> **WORK ITEM**: Extract all lines from the data beneath that include the word "JSON".

▼▼▼

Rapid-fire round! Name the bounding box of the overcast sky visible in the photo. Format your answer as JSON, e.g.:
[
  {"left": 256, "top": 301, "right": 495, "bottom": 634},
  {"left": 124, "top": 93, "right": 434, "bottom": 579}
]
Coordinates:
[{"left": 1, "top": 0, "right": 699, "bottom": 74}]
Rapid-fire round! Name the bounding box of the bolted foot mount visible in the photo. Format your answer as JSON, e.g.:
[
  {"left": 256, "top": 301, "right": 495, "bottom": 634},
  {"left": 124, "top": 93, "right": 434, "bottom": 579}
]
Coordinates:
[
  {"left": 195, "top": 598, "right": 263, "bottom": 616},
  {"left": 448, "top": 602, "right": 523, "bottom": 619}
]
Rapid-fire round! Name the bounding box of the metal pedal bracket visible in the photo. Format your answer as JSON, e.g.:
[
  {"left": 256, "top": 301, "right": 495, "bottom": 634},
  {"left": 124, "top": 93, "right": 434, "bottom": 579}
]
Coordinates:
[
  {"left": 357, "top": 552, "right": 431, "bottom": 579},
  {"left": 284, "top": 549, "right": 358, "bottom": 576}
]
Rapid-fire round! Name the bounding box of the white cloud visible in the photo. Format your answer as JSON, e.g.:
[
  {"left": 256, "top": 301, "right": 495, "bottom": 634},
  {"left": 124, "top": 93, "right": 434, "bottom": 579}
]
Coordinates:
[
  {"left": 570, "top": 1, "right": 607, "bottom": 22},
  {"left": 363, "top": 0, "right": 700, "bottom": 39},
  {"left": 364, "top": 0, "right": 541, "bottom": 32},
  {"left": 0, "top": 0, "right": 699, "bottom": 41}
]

▲▲▲

> **TASK RESULT**:
Rapid-fire round! Name the bounding box of the overcast sky visible in the photo. Format your answer as JSON, e.g.:
Rapid-fire round! Name the bounding box of the bolted foot mount visible in the photo. Format your answer as JSON, e.g.:
Rapid-fire round! Name the bounding box of the metal pedal bracket visible in the photo. Format your answer as JSON, e.g.:
Rapid-fire round! Name the bounding box of the white cloud visible in the photo. Format your answer as JSON, e.g.:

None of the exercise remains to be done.